Referring expression pointing data

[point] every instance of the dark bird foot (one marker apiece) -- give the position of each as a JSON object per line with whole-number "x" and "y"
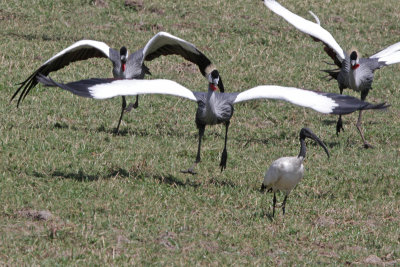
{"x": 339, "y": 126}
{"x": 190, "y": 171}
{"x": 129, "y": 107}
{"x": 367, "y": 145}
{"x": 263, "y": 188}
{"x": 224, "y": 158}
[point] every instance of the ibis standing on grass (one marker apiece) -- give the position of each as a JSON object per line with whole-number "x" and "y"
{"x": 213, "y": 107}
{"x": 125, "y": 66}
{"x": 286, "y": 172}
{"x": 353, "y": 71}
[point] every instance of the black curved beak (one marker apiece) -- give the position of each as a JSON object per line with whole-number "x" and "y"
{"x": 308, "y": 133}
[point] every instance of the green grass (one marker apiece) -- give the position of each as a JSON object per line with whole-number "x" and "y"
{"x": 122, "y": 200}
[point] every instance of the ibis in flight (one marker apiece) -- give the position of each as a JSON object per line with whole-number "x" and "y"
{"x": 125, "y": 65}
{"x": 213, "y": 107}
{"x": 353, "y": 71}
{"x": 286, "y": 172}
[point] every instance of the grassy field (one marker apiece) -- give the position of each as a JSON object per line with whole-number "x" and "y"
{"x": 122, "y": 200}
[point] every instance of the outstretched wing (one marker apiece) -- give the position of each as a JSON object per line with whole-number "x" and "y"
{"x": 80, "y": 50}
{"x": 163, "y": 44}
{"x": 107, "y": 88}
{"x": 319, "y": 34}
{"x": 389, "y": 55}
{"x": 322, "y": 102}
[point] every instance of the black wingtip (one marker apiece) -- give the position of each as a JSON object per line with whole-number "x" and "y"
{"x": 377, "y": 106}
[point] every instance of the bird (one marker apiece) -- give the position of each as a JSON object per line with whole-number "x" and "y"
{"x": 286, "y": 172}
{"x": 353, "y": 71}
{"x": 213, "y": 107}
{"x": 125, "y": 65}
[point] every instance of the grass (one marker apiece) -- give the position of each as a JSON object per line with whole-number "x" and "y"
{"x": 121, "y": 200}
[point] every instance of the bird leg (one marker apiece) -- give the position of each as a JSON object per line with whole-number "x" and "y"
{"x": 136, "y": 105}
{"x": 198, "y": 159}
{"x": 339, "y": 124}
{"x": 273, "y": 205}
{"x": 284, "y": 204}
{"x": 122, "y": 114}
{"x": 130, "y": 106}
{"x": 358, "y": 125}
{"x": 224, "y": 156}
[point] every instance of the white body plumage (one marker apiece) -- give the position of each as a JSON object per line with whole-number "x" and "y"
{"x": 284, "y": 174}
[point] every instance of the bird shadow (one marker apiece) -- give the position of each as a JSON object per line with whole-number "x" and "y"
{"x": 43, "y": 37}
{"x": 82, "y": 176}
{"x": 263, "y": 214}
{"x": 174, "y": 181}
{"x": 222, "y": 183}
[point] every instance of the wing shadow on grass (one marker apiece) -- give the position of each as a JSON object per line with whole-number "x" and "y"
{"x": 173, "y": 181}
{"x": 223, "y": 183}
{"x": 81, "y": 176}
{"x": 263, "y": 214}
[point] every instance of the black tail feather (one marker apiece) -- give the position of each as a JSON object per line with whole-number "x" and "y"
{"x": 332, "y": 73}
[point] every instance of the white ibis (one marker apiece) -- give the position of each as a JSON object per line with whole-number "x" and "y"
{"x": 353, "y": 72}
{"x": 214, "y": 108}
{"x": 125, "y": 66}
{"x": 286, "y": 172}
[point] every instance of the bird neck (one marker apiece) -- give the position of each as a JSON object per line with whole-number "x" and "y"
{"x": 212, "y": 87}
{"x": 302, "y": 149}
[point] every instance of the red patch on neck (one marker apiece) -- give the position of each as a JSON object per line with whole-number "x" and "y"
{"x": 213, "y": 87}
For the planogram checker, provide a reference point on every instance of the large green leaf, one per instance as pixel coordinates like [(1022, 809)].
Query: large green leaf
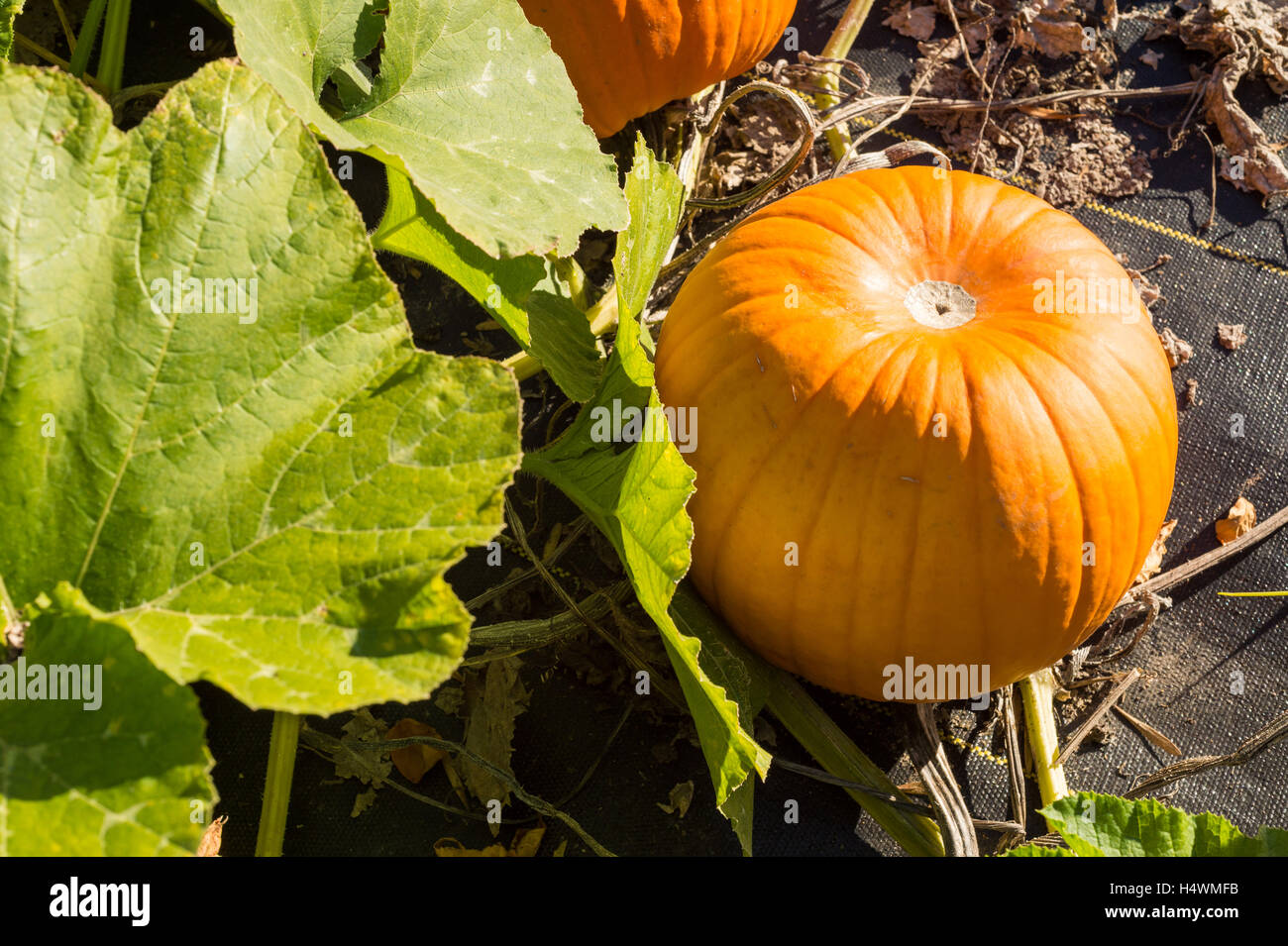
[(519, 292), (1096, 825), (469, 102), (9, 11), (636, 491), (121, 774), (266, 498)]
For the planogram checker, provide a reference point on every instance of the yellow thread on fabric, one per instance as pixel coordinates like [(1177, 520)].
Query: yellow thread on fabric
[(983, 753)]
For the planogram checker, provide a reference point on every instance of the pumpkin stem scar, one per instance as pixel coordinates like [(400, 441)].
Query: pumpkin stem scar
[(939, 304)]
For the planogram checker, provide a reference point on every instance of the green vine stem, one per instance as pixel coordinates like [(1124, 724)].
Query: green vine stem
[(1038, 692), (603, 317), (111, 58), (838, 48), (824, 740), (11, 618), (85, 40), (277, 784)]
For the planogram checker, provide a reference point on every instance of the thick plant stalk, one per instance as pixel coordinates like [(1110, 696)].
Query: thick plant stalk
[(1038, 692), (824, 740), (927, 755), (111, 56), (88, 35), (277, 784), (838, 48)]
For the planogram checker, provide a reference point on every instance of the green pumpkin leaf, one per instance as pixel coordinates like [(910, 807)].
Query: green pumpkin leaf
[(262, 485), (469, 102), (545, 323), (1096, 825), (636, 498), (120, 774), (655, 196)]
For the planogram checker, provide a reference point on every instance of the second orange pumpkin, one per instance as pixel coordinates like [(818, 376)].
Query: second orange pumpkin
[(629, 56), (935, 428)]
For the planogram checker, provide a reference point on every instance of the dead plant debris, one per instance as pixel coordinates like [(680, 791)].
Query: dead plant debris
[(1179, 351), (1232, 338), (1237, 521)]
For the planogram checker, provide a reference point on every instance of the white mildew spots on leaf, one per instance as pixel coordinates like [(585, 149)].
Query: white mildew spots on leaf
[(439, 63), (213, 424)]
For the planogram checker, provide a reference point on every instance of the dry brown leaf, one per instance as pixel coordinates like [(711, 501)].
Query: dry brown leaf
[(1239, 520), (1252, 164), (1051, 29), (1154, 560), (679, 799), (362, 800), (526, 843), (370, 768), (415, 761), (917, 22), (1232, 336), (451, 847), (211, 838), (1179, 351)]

YOUR ASSIGNMENT
All entries above are to be restated exactly, with every image omitted.

REPLY
[point] every instance of the dark bird foot (one marker apiece) -- give the position of each as a JSON object per line with whole-number "x" and "y"
{"x": 339, "y": 126}
{"x": 190, "y": 171}
{"x": 129, "y": 107}
{"x": 367, "y": 145}
{"x": 263, "y": 188}
{"x": 224, "y": 158}
[point] every instance of the ibis standing on grass (one marker apiece) -- give the position of each as a JSON object per line with whole-number "x" and "y"
{"x": 213, "y": 107}
{"x": 125, "y": 66}
{"x": 286, "y": 172}
{"x": 353, "y": 71}
[point] every instance of the black curved beak (one marker apiece) -- give the position of each as a JSON object per line with whole-number "x" and "y"
{"x": 308, "y": 133}
[point] every instance of the green grass (one marker apiece) -- give the position of each as a JSON object per line with whole-number "x" and "y"
{"x": 122, "y": 200}
[point] every instance of the ibis in flight (one marker apiece) -- give the position of each as a JSON object per line with whole-number "x" and "y"
{"x": 125, "y": 65}
{"x": 213, "y": 107}
{"x": 353, "y": 71}
{"x": 286, "y": 172}
[point] every instance of the grassy field (one marker apiece) -- give the position of each as a JSON object per line with whole-number "x" and "y"
{"x": 122, "y": 200}
[point] every instance of the outstretched wing (one marker apiece) -- give the position of each as a JSON object per line with whole-number "x" and "y"
{"x": 80, "y": 50}
{"x": 163, "y": 44}
{"x": 107, "y": 88}
{"x": 319, "y": 34}
{"x": 389, "y": 55}
{"x": 322, "y": 102}
[point] every instance of the black wingtip (one marker apiece) -- give the position of each as a JSON object per line with whole-number "x" and "y"
{"x": 377, "y": 106}
[point] every instance of the bird (one marker apiece) -- give the position of each as a JSON object per line with whole-number "x" and "y"
{"x": 286, "y": 172}
{"x": 353, "y": 71}
{"x": 213, "y": 107}
{"x": 125, "y": 65}
[point] every instance of the grass (one marker apiece) -- give the position of each as a JSON object per line with whole-number "x" and "y"
{"x": 121, "y": 200}
[point] every instance of the bird leg (one marker apiece) -- give the position of each as a JSON object per line with whole-number "x" and "y"
{"x": 136, "y": 105}
{"x": 198, "y": 159}
{"x": 339, "y": 124}
{"x": 273, "y": 205}
{"x": 284, "y": 204}
{"x": 122, "y": 114}
{"x": 130, "y": 106}
{"x": 358, "y": 125}
{"x": 224, "y": 156}
[point] every instance of the white body plumage (one marker apiece) -- give the position of each as a JSON object per line with whole-number "x" and "y"
{"x": 284, "y": 174}
[point] every instance of the bird shadow (one marker apiece) -- give the position of each as a JSON object per line with whole-number "x" and "y"
{"x": 43, "y": 37}
{"x": 82, "y": 176}
{"x": 263, "y": 214}
{"x": 174, "y": 181}
{"x": 222, "y": 183}
[point] every instance of the wing shadow on grass (one marker apiece) -- give the position of each as a JSON object per line with whole-number "x" and "y"
{"x": 173, "y": 181}
{"x": 223, "y": 183}
{"x": 81, "y": 176}
{"x": 263, "y": 214}
[point] every instance of the black tail feather (one marker apiece) -- give the position of each as a JSON object per line with whole-number "x" and "y"
{"x": 332, "y": 73}
[point] every instance of the white ibis (one marker apiece) -- give the position of each as a JSON object per line with whole-number "x" and "y"
{"x": 353, "y": 72}
{"x": 214, "y": 108}
{"x": 125, "y": 66}
{"x": 286, "y": 172}
[point] every instance of the bird neck (one marker apiece) -- give the position of each as a JSON object per line with whole-number "x" and "y"
{"x": 212, "y": 87}
{"x": 302, "y": 149}
[point] every instance of the red patch on neck (one marker apiece) -- give the position of each as a JSON object per line with whole-number "x" and "y"
{"x": 213, "y": 87}
For the planogram checker, provide a reference point on every instance of the large green leaf, one per instance as pixel coordinates like [(1022, 809)].
Query: large green leaf
[(519, 292), (1096, 825), (469, 102), (9, 11), (636, 491), (121, 774), (266, 498)]
For the planogram checker, provide a reference point on every instance of the yellow thread on fabric, one per instance as pixel coordinates like [(1177, 520)].
Query: yellow thread on fabric
[(983, 753)]
For the planogram checker, provide a reference point on every instance of the pumpkin stem scar, one per instance as pixel coordinates like [(400, 441)].
Query: pumpkin stem scar
[(939, 304)]
For the planogram checker, provide a reference point on every instance of the green vine stem, one per instance as pixel coordinates like [(1124, 724)].
Query: green vine stem
[(1038, 692), (603, 317), (111, 58), (838, 48), (824, 740), (11, 618), (85, 40), (277, 784)]
For the planogram checker, provide a reference point on every instance of the thick plant stalk, one per instance as pixel coordinates like [(1110, 696)].
Query: thick plant stalk
[(1038, 692), (824, 740), (927, 755), (111, 56), (88, 35), (277, 784), (838, 48)]
For the planogram checker, provide a reference point on every instance of the green pumpkin leaf, one per instance as pixel coordinates like [(910, 807)].
Query: green pumpkin leaf
[(262, 485), (469, 102), (545, 323), (1096, 825), (636, 498), (120, 774), (655, 196)]
For the planogram checker, provide a reference point on every instance of the second orange pumpkin, one per instance as pixel coordinates like [(818, 376)].
Query: second orange pumpkin
[(629, 56), (935, 428)]
For the planogram checker, provide a reference point on every instance of the dead plant debris, one per instance as pixel coordinates like [(680, 791)].
Query: dead plant debris
[(1179, 351), (1232, 338), (1237, 521)]
For the planogram checker, provide a reference point on every instance of the white mildew spots on leaf, one per instance as pixel coordinates like [(585, 149)].
Query: white mildew spots on leaf
[(439, 63), (213, 424)]
For the planogram checker, provide a reference point on every instance of the dry brown leaf, one per instance as pixel coordinates like [(711, 501)].
Query: dry brown leaf
[(1239, 520), (1252, 164), (1051, 29), (1154, 560), (679, 799), (362, 800), (526, 843), (370, 768), (415, 761), (917, 22), (1232, 336), (451, 847), (211, 838), (1179, 351)]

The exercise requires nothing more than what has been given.